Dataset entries
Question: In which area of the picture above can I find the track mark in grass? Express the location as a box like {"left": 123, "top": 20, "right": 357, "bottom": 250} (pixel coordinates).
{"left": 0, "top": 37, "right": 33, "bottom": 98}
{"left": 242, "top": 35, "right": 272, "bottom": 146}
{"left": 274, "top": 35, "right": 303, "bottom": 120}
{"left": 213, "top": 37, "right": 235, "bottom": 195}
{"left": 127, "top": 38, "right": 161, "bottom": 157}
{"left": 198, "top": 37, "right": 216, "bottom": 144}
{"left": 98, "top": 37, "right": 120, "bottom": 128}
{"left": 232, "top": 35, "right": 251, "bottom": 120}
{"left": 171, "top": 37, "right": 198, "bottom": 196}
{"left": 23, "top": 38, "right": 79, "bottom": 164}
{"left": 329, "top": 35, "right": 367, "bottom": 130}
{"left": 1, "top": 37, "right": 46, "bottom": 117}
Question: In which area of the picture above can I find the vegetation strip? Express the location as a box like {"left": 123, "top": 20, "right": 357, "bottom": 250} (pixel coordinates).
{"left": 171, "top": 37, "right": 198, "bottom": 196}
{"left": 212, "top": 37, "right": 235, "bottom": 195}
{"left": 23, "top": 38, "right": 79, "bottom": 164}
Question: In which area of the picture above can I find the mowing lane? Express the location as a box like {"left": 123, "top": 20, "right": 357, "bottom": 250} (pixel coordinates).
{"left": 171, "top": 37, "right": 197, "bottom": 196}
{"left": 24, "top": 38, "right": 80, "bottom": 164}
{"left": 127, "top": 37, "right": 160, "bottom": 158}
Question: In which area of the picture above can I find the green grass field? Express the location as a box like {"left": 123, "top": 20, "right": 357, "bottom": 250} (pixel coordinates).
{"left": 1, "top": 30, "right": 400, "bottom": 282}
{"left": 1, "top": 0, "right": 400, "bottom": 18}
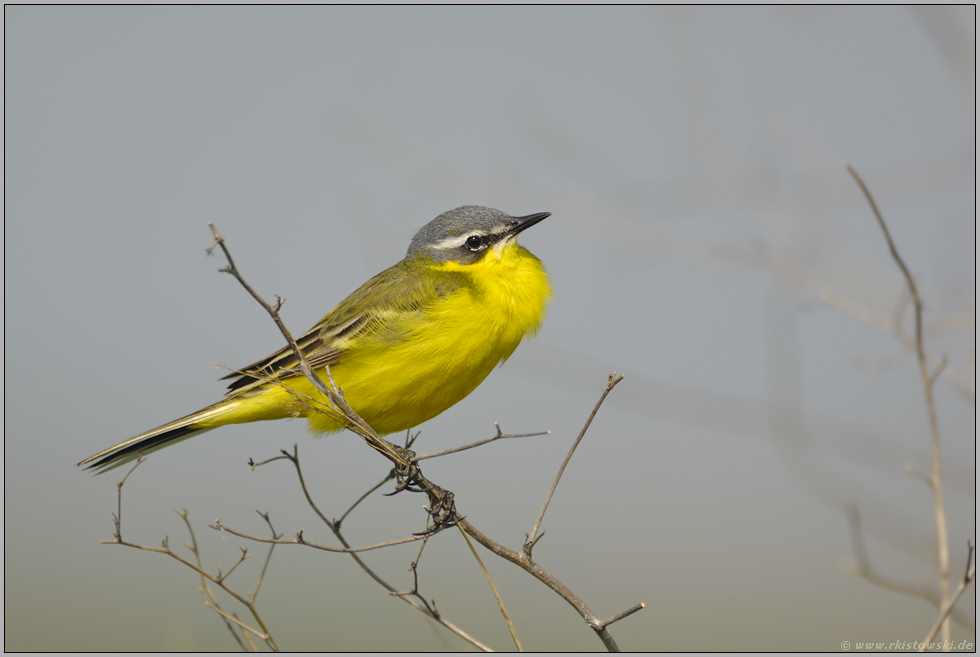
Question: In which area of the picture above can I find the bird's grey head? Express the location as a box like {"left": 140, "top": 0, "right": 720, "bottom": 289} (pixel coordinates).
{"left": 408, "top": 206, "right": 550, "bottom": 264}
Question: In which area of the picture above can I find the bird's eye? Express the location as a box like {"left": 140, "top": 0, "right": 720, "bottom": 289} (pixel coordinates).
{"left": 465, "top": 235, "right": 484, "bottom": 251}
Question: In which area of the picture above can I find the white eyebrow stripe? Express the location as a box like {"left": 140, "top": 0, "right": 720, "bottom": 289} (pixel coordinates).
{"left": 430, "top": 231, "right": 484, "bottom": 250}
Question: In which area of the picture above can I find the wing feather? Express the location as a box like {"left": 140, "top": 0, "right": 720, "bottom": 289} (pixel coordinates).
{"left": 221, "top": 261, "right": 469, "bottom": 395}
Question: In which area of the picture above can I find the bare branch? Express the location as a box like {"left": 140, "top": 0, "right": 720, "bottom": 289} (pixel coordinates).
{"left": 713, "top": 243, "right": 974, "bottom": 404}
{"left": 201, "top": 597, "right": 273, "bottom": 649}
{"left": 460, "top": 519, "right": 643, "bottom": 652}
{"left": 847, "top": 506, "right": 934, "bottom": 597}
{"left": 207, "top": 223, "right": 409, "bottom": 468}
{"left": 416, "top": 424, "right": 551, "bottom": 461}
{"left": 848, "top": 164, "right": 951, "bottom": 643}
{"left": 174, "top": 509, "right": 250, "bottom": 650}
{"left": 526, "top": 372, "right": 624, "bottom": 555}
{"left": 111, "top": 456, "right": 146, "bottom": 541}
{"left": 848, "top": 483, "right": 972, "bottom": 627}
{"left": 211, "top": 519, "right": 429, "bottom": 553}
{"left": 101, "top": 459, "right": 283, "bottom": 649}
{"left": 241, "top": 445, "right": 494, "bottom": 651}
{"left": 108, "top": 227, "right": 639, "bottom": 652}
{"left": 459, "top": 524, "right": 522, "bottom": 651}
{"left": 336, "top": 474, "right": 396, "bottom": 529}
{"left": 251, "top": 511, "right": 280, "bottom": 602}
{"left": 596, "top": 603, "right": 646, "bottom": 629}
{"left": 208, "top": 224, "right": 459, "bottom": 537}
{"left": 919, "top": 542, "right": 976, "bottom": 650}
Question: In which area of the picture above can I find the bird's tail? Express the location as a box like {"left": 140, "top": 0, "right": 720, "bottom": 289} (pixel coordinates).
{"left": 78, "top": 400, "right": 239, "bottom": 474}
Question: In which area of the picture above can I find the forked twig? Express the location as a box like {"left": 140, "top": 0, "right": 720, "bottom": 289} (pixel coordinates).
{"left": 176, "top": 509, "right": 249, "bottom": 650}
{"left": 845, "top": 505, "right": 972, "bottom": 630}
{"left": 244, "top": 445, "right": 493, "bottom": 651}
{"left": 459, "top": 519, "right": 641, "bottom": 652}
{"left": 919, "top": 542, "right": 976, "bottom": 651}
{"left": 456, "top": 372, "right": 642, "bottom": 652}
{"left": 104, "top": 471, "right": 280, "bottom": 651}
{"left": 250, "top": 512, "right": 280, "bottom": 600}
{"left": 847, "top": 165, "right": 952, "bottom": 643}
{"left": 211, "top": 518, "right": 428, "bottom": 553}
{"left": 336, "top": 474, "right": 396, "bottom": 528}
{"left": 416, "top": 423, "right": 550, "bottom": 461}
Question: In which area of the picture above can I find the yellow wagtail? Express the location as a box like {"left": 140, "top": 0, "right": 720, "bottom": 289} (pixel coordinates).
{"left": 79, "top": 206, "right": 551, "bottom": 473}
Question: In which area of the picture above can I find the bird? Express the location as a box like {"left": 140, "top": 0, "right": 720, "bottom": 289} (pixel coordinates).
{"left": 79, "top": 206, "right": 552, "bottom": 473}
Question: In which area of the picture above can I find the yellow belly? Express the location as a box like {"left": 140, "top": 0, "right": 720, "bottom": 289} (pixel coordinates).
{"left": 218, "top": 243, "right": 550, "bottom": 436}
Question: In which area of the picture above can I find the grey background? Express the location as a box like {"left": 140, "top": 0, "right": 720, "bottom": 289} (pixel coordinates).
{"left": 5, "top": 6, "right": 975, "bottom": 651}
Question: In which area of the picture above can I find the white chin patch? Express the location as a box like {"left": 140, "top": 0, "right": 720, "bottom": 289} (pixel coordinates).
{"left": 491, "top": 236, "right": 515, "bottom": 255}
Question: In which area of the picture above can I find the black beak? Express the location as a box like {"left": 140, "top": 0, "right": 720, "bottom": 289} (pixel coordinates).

PROBLEM DETAILS
Every record must be returned exactly. Leave its pictures out.

WORKED SOLUTION
Question: In which area of the picture above can I find the track mark in grass? Express the location as a box like {"left": 123, "top": 20, "right": 357, "bottom": 250} (pixel coordinates).
{"left": 0, "top": 37, "right": 33, "bottom": 98}
{"left": 242, "top": 35, "right": 272, "bottom": 146}
{"left": 274, "top": 35, "right": 303, "bottom": 120}
{"left": 213, "top": 37, "right": 235, "bottom": 195}
{"left": 127, "top": 38, "right": 161, "bottom": 157}
{"left": 198, "top": 37, "right": 216, "bottom": 144}
{"left": 98, "top": 37, "right": 120, "bottom": 128}
{"left": 232, "top": 35, "right": 251, "bottom": 120}
{"left": 171, "top": 37, "right": 198, "bottom": 196}
{"left": 23, "top": 38, "right": 79, "bottom": 164}
{"left": 329, "top": 35, "right": 367, "bottom": 130}
{"left": 1, "top": 37, "right": 46, "bottom": 117}
Question: In which area of the picture above can I find the vegetation strip? Express the location as a box like {"left": 123, "top": 20, "right": 357, "bottom": 250} (pixel coordinates).
{"left": 171, "top": 37, "right": 198, "bottom": 196}
{"left": 212, "top": 37, "right": 235, "bottom": 195}
{"left": 23, "top": 38, "right": 79, "bottom": 164}
Question: In which area of the picture above can I find the mowing lane? Express the location as a box like {"left": 123, "top": 20, "right": 357, "bottom": 250} (pixel coordinates).
{"left": 171, "top": 37, "right": 197, "bottom": 196}
{"left": 24, "top": 38, "right": 80, "bottom": 164}
{"left": 127, "top": 37, "right": 160, "bottom": 158}
Question: In which area of the picture above can I find the green grass field? Express the location as a box like {"left": 123, "top": 20, "right": 357, "bottom": 250} (pixel coordinates).
{"left": 1, "top": 30, "right": 400, "bottom": 282}
{"left": 1, "top": 0, "right": 400, "bottom": 18}
Question: In which area of the picture above can I find the bird's grey head? Express the location as a box like {"left": 140, "top": 0, "right": 720, "bottom": 289} (pixel coordinates).
{"left": 408, "top": 206, "right": 550, "bottom": 264}
Question: In which area of the picture above can I find the bird's eye? Express the location as a box like {"left": 140, "top": 0, "right": 720, "bottom": 289} (pixel coordinates).
{"left": 465, "top": 235, "right": 484, "bottom": 251}
Question: In which area of the picture above can I find the white eyebrow stripe? Express the location as a box like {"left": 140, "top": 0, "right": 720, "bottom": 289} (pixel coordinates).
{"left": 430, "top": 231, "right": 484, "bottom": 250}
Question: In which area of the picture above can I find the wing feather? Express the location as a box like {"left": 140, "top": 0, "right": 720, "bottom": 289} (pixel coordinates).
{"left": 221, "top": 261, "right": 469, "bottom": 395}
Question: In which area of the picture above can I find the bare branch? Express the location as a box like {"left": 140, "top": 0, "right": 720, "bottom": 289} (pixel coordinates).
{"left": 713, "top": 243, "right": 974, "bottom": 404}
{"left": 201, "top": 597, "right": 273, "bottom": 649}
{"left": 460, "top": 519, "right": 643, "bottom": 652}
{"left": 847, "top": 506, "right": 934, "bottom": 597}
{"left": 207, "top": 223, "right": 409, "bottom": 468}
{"left": 416, "top": 424, "right": 551, "bottom": 461}
{"left": 848, "top": 164, "right": 951, "bottom": 643}
{"left": 174, "top": 509, "right": 250, "bottom": 650}
{"left": 526, "top": 372, "right": 624, "bottom": 555}
{"left": 111, "top": 456, "right": 146, "bottom": 541}
{"left": 848, "top": 483, "right": 972, "bottom": 627}
{"left": 211, "top": 519, "right": 429, "bottom": 553}
{"left": 101, "top": 459, "right": 283, "bottom": 649}
{"left": 241, "top": 445, "right": 494, "bottom": 651}
{"left": 108, "top": 227, "right": 639, "bottom": 652}
{"left": 459, "top": 524, "right": 522, "bottom": 651}
{"left": 336, "top": 474, "right": 396, "bottom": 529}
{"left": 251, "top": 511, "right": 280, "bottom": 602}
{"left": 596, "top": 603, "right": 646, "bottom": 629}
{"left": 208, "top": 224, "right": 459, "bottom": 537}
{"left": 919, "top": 542, "right": 976, "bottom": 650}
Question: In which area of the picture above can I find the bird's tail? Express the location as a box like {"left": 140, "top": 0, "right": 720, "bottom": 289} (pixel coordinates).
{"left": 78, "top": 400, "right": 239, "bottom": 474}
Question: In which area of the picture above can I find the forked twig? Express the location as a box like {"left": 140, "top": 0, "right": 720, "bottom": 289} (pixel coordinates).
{"left": 176, "top": 509, "right": 249, "bottom": 650}
{"left": 845, "top": 505, "right": 972, "bottom": 630}
{"left": 244, "top": 445, "right": 493, "bottom": 651}
{"left": 459, "top": 519, "right": 641, "bottom": 652}
{"left": 919, "top": 542, "right": 976, "bottom": 651}
{"left": 456, "top": 372, "right": 642, "bottom": 652}
{"left": 104, "top": 471, "right": 280, "bottom": 651}
{"left": 250, "top": 512, "right": 280, "bottom": 600}
{"left": 847, "top": 165, "right": 952, "bottom": 643}
{"left": 211, "top": 518, "right": 428, "bottom": 553}
{"left": 336, "top": 474, "right": 396, "bottom": 528}
{"left": 416, "top": 423, "right": 550, "bottom": 461}
Question: In which area of the picture above can I find the yellow wagtail? Express the location as a box like {"left": 140, "top": 0, "right": 720, "bottom": 289} (pixel coordinates).
{"left": 79, "top": 206, "right": 551, "bottom": 473}
Question: In which area of the picture above can I find the bird? Express the location as a box like {"left": 140, "top": 0, "right": 720, "bottom": 289} (pixel coordinates).
{"left": 79, "top": 206, "right": 552, "bottom": 473}
Question: In which area of the picture above can I find the yellow belly? Express the location as a box like {"left": 140, "top": 0, "right": 720, "bottom": 289} (pixel coordinates).
{"left": 218, "top": 243, "right": 550, "bottom": 436}
Question: In which area of the picture above can I find the grey background? Express the location as a box like {"left": 140, "top": 0, "right": 720, "bottom": 289} (pixel coordinates).
{"left": 5, "top": 6, "right": 975, "bottom": 651}
Question: In which area of the picture above can I find the white chin patch? Express the location as a box like {"left": 140, "top": 0, "right": 720, "bottom": 289} (pixel coordinates).
{"left": 491, "top": 236, "right": 515, "bottom": 255}
Question: In which area of the picture above can I find the black beak? Express the location as a box like {"left": 140, "top": 0, "right": 720, "bottom": 289} (pixel coordinates).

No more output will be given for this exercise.